# WHAT IS BEING ASKED
Switch "napkin" to "towel" in everything from the line containing "QA review pass — verify and re-annotate every green cloth" down to the line containing "0, 123, 143, 191". Write out only those lines, leaving everything else unchanged.

# SUPPLIED MATERIAL
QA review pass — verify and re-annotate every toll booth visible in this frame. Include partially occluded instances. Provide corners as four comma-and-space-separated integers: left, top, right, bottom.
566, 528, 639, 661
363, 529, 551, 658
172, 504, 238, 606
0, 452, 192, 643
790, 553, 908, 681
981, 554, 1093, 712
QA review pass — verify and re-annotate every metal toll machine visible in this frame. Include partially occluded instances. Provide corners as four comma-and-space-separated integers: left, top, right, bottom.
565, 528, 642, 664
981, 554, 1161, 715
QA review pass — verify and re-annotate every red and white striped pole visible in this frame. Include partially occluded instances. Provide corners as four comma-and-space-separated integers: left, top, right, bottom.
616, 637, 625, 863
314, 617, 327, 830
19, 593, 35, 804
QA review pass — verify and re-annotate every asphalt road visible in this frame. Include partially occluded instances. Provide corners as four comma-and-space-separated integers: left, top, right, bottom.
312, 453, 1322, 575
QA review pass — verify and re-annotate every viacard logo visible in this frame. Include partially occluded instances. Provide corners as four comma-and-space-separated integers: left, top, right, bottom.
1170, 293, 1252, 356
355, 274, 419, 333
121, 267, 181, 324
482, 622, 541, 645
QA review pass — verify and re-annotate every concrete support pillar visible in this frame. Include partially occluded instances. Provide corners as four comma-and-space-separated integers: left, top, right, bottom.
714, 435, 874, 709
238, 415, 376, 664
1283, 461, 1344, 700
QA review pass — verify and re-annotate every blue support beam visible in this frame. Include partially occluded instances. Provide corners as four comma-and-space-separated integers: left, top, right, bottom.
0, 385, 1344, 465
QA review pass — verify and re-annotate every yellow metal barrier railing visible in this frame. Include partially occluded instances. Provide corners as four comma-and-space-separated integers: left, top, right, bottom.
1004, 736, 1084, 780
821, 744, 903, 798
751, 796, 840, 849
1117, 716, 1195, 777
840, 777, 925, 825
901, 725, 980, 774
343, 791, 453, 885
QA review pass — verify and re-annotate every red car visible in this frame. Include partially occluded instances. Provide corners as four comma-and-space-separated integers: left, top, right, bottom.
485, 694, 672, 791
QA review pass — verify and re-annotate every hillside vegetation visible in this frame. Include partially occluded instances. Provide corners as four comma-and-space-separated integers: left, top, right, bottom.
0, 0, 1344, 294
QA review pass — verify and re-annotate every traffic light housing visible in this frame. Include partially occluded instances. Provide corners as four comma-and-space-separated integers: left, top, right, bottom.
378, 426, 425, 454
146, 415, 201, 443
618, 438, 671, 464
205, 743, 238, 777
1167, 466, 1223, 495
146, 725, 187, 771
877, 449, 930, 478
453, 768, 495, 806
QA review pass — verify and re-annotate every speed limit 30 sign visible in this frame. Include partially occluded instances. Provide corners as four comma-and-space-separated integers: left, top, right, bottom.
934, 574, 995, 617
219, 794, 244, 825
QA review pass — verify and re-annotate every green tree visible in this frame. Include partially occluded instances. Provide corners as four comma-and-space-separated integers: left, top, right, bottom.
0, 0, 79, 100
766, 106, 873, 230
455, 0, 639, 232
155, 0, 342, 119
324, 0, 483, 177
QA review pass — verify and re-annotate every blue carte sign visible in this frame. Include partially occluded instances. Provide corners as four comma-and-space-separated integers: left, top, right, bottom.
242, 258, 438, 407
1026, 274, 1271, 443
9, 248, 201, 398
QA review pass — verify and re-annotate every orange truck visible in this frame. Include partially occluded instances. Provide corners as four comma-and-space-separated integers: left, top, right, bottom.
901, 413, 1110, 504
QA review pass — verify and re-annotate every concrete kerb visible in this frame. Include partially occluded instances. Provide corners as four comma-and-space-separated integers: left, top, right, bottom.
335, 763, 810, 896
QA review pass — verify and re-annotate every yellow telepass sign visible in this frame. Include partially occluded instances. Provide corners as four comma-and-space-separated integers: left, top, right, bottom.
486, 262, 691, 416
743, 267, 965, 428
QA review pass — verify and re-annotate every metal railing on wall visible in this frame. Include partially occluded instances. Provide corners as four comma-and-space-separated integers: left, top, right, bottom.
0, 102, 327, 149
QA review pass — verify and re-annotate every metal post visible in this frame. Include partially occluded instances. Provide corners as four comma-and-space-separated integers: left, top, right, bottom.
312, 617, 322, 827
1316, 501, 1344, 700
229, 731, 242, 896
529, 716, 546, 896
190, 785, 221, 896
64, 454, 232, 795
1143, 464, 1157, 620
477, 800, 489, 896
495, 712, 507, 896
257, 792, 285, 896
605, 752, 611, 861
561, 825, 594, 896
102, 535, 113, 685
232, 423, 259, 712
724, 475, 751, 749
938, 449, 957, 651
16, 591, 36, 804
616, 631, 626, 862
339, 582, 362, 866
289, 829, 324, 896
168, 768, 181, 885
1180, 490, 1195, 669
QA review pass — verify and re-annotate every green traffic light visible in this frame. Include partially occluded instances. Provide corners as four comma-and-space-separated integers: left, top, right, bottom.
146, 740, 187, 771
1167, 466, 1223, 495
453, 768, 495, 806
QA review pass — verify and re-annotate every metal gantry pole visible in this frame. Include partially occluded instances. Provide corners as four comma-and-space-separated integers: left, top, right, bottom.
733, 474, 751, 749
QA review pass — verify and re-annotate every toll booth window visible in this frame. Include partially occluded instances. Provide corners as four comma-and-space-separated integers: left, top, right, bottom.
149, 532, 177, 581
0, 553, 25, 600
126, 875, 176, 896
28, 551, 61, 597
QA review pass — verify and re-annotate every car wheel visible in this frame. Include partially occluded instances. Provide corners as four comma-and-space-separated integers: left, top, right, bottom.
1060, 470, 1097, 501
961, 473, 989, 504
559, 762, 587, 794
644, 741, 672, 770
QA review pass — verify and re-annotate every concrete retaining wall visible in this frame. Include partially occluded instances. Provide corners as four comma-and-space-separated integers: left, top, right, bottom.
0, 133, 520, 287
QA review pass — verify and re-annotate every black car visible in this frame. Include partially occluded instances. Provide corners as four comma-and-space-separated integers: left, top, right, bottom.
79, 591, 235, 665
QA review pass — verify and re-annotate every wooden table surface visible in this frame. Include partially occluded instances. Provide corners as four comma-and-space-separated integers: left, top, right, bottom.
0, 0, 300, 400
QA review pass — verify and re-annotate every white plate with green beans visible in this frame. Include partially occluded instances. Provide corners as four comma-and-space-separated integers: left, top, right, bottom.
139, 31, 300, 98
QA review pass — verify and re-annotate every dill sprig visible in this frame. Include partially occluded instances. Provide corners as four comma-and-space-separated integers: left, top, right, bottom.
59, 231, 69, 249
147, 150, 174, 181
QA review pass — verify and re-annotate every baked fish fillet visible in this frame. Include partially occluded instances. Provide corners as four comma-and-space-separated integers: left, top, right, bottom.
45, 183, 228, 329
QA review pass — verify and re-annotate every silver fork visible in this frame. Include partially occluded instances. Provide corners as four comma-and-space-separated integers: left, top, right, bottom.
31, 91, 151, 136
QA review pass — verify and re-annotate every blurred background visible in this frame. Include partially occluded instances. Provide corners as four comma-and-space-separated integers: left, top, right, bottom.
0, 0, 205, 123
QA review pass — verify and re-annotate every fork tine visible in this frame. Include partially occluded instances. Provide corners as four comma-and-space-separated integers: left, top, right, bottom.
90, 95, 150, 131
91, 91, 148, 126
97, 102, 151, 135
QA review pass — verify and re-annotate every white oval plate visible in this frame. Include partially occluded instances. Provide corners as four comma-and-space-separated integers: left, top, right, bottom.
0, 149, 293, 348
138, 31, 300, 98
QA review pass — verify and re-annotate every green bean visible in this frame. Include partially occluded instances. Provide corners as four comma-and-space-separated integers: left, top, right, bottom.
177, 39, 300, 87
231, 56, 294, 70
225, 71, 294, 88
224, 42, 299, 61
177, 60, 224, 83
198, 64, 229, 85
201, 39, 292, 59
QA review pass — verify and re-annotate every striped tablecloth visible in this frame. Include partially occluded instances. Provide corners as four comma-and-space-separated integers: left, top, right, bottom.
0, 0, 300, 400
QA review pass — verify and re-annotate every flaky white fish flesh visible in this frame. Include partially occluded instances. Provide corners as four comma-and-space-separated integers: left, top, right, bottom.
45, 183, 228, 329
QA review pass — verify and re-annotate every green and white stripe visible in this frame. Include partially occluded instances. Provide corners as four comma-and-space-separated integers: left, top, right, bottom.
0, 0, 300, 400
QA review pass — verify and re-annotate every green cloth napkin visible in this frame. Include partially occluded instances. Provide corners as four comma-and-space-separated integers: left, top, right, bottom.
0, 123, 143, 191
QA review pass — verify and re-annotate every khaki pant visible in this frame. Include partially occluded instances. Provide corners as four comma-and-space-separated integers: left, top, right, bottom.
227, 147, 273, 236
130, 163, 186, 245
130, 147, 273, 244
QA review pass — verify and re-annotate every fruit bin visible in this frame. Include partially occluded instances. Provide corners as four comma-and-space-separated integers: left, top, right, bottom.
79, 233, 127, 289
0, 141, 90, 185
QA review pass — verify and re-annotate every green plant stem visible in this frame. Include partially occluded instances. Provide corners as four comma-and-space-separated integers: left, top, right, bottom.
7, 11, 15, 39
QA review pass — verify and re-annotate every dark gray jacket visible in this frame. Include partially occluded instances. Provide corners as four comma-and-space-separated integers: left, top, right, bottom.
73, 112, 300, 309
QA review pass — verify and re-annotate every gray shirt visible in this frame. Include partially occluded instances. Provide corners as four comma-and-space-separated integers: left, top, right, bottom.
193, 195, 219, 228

# CORRECT ANSWER
QA review pass — verify and re-annotate every green cloth towel visible in this frame. Include partially occluded instances. Provide corners as four comma-and-space-separated integers: left, top, right, bottom.
0, 123, 143, 191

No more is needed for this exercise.